### DOCUMENT SECTION:

*** Block opens ***

Judging from the exploding number of startups out there, one might think blockchain is going to revolutionize energy trading. But the technology could be a poor fit for the applications that many companies are hoping to use it for, according to one expert.
Blockchain is being touted as a way to cost-efficiently manage thousands or millions of transactions across hundreds of applications, ranging from billing and metering to peer-to-peer energy trading.
But in fact, blockchain is neither particularly cost-effective nor easy to scale to support massive transaction levels, said Stephen Woodhouse, chief digital officer for Pöyry in the U.K.
“I’m a blockchain skeptic,” he admitted at Electrify Europe, an industry event held in Vienna, Austria in June. “I am waiting to see the right use case.”
Blockchain is no more than a system for recording information securely in a distributed way, he noted. “It’s nothing revolutionary. It will just become an embedded part of some of the transactions we do.”
Blockchain’s strength is its distributed nature, which means no central authority must be paid to manage the data. However, the need to update a transaction on every single blockchain node creates significant inefficiencies, Woodhouse said.
These inefficiencies are exacerbated by the fact that blockchain’s standard security relies on proof-of-work protocols, which require an increasingly challenging amount of effort as the value of a blockchain transaction increases.
For peer-to-peer trading, in particular, blockchains would need to handle transactions of just a few kilowatts, spanning time periods of as little as 15 minutes. Such a transaction may be worth just a few cents, said Woodhouse.
But for now, blockchain trading remains startlingly expensive. In December, CoinDesk reported on an instance of a $16 fee being imposed for a $25 bitcoin transaction.
“Despite what you might have heard about the ‘money of the future,’ the fact is bitcoin (and other cryptocurrencies) are both expensive — and experimental — today,” CoinDesk said.

*** Block closes ***

### RECORDS SUPPLIED:
*** Block opens ***

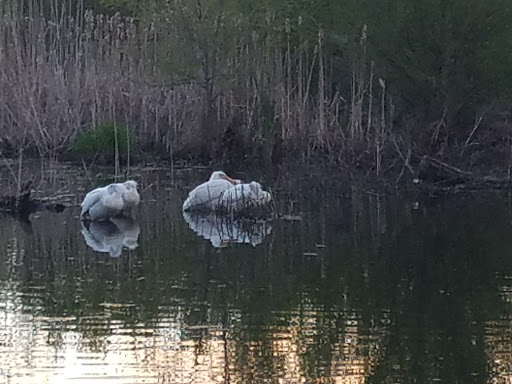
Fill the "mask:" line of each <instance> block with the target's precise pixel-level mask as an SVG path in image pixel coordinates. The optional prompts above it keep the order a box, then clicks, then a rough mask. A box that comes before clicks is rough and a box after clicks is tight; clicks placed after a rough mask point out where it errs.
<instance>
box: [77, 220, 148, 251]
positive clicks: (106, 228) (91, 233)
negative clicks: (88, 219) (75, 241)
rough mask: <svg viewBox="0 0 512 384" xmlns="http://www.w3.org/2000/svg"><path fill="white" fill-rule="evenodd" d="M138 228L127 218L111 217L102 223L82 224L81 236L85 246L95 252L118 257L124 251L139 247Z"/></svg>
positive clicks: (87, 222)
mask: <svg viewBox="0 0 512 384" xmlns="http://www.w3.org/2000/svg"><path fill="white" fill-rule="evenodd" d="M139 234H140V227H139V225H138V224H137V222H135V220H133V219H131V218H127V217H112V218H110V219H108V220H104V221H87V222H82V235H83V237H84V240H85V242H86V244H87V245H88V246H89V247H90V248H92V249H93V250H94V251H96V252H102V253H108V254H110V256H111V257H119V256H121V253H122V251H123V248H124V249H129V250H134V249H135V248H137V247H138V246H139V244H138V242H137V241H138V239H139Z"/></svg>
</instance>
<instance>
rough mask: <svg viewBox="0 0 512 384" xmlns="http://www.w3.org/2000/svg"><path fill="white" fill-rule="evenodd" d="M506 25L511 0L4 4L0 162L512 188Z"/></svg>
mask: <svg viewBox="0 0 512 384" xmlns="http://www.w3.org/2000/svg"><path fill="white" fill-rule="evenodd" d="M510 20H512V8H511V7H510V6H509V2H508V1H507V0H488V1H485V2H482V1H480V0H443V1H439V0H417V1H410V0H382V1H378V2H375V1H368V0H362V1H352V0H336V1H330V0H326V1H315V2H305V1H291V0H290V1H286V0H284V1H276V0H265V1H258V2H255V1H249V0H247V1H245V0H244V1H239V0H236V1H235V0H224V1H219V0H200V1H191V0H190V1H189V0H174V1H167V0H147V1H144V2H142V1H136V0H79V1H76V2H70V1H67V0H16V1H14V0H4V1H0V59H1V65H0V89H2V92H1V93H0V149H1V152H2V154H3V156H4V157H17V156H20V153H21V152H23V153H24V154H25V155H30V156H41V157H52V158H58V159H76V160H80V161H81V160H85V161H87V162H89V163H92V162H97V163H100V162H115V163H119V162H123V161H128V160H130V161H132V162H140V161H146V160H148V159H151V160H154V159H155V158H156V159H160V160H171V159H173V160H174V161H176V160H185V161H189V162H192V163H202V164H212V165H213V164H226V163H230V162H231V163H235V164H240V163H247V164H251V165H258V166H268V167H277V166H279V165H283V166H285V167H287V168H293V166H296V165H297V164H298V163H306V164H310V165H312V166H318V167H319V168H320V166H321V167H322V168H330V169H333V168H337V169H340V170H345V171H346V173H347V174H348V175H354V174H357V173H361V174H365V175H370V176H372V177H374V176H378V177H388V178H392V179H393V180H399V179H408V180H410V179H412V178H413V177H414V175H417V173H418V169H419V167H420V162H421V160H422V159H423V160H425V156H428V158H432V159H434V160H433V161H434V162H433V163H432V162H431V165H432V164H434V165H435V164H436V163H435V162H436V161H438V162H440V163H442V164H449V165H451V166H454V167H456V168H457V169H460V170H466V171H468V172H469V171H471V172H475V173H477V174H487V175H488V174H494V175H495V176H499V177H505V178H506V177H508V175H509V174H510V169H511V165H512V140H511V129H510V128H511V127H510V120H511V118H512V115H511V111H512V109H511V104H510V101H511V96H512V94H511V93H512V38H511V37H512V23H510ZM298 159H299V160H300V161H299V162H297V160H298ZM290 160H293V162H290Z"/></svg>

*** Block closes ***

### TASKS TO PERFORM:
1. From the blockchain article, reproduce the part that opens with the words containing "These inefficiencies are" and closes with "cents, said Woodhouse.".
2. Answer these questions from the blockchain article:
(a) In what city and month was Electrify Europe held?
(b) What position does Stephen Woodhouse hold, and at which company?
(c) What fee did CoinDesk report for a $25 bitcoin transaction?
3. Decide whether each statement agrees with the blockchain article:
(a) Woodhouse calls himself a blockchain skeptic.
(b) Peer-to-peer energy transactions could span periods as short as 5 minutes.
(c) Because blockchain is distributed, a central authority must be paid to manage the data.
The data here is separate from the blockchain article.

### EXERCISE SOLUTIONS:
1.
These inefficiencies are exacerbated by the fact that blockchain’s standard security relies on proof-of-work protocols, which require an increasingly challenging amount of effort as the value of a blockchain transaction increases.
For peer-to-peer trading, in particular, blockchains would need to handle transactions of just a few kilowatts, spanning time periods of as little as 15 minutes. Such a transaction may be worth just a few cents, said Woodhouse.

2.
(a) Vienna, Austria, in June.
(b) Chief digital officer for Pöyry in the U.K.
(c) A $16 fee.

3.
(a) Yes: "I’m a blockchain skeptic"
(b) No: "spanning time periods of as little as 15 minutes"
(c) No: "no central authority must be paid to manage the data"